Problem details: This task calls for every entry below to be repeated exactly.

Provided information:
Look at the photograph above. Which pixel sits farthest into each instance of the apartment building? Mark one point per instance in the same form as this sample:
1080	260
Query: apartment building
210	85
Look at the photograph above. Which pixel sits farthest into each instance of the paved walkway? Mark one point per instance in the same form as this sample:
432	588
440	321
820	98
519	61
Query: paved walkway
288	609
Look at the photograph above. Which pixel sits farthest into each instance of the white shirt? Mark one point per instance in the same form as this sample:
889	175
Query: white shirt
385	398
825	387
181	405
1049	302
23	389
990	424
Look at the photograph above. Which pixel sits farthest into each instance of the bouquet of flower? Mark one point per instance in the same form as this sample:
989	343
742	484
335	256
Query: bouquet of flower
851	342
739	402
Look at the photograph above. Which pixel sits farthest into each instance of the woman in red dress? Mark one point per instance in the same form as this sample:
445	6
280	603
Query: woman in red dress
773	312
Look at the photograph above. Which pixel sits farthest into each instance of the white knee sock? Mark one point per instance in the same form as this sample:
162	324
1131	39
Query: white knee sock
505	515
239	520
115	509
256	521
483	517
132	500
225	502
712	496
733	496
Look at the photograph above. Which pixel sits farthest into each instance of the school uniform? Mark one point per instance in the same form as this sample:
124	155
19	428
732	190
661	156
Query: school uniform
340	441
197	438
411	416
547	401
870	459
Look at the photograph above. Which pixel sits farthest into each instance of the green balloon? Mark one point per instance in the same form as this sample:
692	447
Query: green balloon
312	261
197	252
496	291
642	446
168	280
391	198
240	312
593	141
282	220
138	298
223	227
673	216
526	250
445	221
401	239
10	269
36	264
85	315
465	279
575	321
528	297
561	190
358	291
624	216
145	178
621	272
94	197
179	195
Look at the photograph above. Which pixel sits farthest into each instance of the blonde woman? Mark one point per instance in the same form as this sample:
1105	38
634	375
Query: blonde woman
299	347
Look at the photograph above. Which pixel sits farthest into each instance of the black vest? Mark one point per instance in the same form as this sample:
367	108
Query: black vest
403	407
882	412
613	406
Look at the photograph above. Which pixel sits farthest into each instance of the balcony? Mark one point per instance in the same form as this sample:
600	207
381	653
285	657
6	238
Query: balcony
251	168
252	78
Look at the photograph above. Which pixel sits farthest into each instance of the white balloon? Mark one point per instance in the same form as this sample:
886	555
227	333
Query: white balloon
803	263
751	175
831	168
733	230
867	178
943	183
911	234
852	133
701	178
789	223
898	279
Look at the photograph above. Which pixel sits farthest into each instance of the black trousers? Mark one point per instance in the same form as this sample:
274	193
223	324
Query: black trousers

Answer to the exercise:
Look at the photograph above. Which pixel sits farthest into each instance of the apartment building? Mark one point per instance in the same form as this sample:
1080	260
Query: apartment building
210	85
Look at the photograph above. Which pixel sits farthest into each instance of the paved walkway? Mark one point per instance in the same form as this sample:
432	588
440	321
820	98
519	61
Query: paved walkway
288	609
Look at the photograph above. Which pixel sits farthest into each instance of the white shirt? Mark one point per instance in the same form as this sample:
889	175
Query: white shirt
385	398
825	387
181	405
1049	302
23	389
990	424
Look at the photograph above. Which pixel sits farthest into each instance of the bouquet of flower? Mark one point per instance in the same form as this sample:
989	343
742	484
335	256
Query: bouquet of flower
851	342
739	402
Look at the photograph above. Which pixel sits farthest into each instance of the woman in red dress? Mark one point per instance in the same form as this sample:
445	6
280	603
Query: woman in red dress
773	312
Look at the photograph above. Which pixel sits farthest into each instance of the white knee sock? Mark one point per instance in the same form as this sample:
162	324
1131	39
Query: white knee sock
505	515
239	520
115	509
256	521
483	517
132	500
225	502
712	496
733	496
Look at the photograph above. Which pixel sits farthest into each instance of the school uniform? Mark one point per instance in the same form as this sample:
124	155
19	428
732	190
661	156
Query: school uniform
340	441
197	438
411	416
547	401
870	459
Look at the photograph above. Which pixel sits farthest into each instance of the green balloon? Mark one point per instance in the same form as this sample:
692	447
Query: green balloon
312	261
197	252
496	291
642	446
168	280
391	198
240	312
593	141
282	220
138	298
223	227
673	216
526	250
445	221
401	239
10	269
36	264
85	315
465	279
575	321
528	297
561	190
358	291
624	216
145	178
621	272
94	197
179	195
Look at the photograph above. Which pixel sits farthest into each instance of the blonde woman? Mark one point per instance in the same form as this sample:
1105	38
634	375
Query: blonde woman
299	347
Look at the photograph above. Which pixel sits farthest into each instance of the black vest? Mark one point per instance in the same form as this sample:
367	108
Query: black vest
403	407
882	412
613	406
Look at the photograph above. Which pixel sits farthest into each instance of the balcony? Mark one point per instance in the same form as this sample:
600	207
381	653
285	657
6	238
Query: balcony
251	168
252	78
Look at the photograph above. Which pixel sits farthest into each instance of the white balloon? Mark one point per instance in the same form as this sample:
886	555
227	333
Query: white balloon
803	263
751	175
831	168
733	230
867	178
943	183
911	234
852	133
701	178
789	223
898	279
Look at the photograph above. Which pixel sits farthest into each instance of the black trousers? Mark one point per instance in the same form as this sample:
274	193
223	324
Query: black trousers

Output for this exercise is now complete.